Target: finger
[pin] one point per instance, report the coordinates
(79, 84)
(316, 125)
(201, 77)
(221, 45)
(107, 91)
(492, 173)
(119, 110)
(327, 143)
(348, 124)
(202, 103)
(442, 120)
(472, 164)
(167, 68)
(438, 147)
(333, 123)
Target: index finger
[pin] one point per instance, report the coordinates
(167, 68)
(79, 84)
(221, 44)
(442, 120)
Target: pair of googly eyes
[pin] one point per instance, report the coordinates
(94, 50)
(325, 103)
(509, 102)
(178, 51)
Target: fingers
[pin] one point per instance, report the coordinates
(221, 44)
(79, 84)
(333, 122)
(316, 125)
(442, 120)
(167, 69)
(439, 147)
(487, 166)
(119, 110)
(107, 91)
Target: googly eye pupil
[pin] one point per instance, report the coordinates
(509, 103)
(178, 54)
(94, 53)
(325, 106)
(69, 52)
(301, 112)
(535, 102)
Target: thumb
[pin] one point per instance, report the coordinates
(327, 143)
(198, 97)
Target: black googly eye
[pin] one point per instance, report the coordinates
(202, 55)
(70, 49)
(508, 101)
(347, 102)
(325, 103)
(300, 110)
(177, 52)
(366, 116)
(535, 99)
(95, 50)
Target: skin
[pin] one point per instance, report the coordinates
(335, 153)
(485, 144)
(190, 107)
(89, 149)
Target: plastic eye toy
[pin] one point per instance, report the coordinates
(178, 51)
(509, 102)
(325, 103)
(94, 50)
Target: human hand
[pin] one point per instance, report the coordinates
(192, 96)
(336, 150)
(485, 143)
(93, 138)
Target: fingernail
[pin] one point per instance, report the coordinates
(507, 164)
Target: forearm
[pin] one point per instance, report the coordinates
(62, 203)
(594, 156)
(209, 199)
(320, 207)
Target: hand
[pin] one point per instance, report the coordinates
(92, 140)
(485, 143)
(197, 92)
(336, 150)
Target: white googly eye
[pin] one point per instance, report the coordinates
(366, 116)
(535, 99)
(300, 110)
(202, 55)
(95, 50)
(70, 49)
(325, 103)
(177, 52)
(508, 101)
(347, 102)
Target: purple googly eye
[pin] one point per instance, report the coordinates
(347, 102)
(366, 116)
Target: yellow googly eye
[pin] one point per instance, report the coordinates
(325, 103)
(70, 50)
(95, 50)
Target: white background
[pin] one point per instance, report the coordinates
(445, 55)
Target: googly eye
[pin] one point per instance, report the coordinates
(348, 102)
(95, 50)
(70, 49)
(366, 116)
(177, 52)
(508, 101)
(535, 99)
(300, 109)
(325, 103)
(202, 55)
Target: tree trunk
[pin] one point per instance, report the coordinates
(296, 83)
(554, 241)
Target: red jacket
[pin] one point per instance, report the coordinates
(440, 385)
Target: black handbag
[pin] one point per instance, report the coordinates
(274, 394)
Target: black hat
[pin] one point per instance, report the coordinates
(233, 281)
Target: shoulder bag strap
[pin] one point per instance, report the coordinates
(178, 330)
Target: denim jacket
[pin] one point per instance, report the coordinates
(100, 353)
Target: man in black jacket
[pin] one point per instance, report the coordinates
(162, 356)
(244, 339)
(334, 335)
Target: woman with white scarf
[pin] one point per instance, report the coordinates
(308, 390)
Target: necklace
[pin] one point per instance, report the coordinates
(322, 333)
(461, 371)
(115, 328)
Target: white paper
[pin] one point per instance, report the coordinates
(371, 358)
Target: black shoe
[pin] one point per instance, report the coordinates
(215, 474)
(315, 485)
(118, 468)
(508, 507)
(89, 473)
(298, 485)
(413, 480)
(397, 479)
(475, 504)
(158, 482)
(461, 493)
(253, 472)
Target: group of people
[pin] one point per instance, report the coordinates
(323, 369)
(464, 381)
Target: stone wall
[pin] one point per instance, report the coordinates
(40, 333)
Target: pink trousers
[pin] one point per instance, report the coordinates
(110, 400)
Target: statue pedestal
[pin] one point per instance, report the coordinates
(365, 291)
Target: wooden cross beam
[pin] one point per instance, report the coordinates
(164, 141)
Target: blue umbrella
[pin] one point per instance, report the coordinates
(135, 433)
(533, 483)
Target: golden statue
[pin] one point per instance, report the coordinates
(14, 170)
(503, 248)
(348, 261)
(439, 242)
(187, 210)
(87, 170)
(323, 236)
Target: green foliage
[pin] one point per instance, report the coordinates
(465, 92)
====================
◆ Exercise task
Go back to the data above and please quote exactly, and only, the lines from the line with "Target: red jacket" through its last line.

◆ Result
Target: red jacket
[pin] one point per instance, report the coordinates
(440, 385)
Target: black handbag
[pin] one point per instance, report the coordinates
(274, 394)
Target: black hat
[pin] one point per instance, report the coordinates
(233, 281)
Target: shoulder bag strap
[pin] one point per instance, report the coordinates
(178, 330)
Target: denim jacket
[pin] one point per instance, report the coordinates
(100, 353)
Target: man in black jacket
[pin] one point per instance, report the coordinates
(162, 356)
(244, 339)
(334, 335)
Target: woman with white scarf
[pin] one point per instance, report the coordinates
(308, 390)
Target: necklace
[pin] one point per instance, report the coordinates
(322, 333)
(461, 371)
(115, 328)
Target: white paper
[pin] one point per instance, report the coordinates
(371, 358)
Target: black shoe
[pin] one point per instance, report the coordinates
(215, 474)
(315, 485)
(118, 468)
(508, 507)
(89, 473)
(298, 485)
(413, 480)
(397, 479)
(475, 504)
(158, 482)
(461, 493)
(253, 472)
Target: group of people
[pin] one point per instance, report the coordinates
(323, 369)
(464, 381)
Target: stone wall
[pin] one point per instance, report the coordinates
(40, 333)
Target: pink trousers
[pin] one point per instance, report the coordinates
(110, 400)
Target: statue pedestal
[pin] one point per instance, report the coordinates
(365, 291)
Target: wooden cross beam
[pin] one point per instance, report the coordinates
(164, 141)
Target: blue umbrella
[pin] one point per instance, report the coordinates
(135, 433)
(533, 483)
Target: golden statue
[pin] one point per instance, report the coordinates
(14, 170)
(503, 248)
(348, 261)
(439, 242)
(187, 210)
(87, 170)
(323, 236)
Target: green foliage
[pin] one point per instance, report the coordinates
(465, 92)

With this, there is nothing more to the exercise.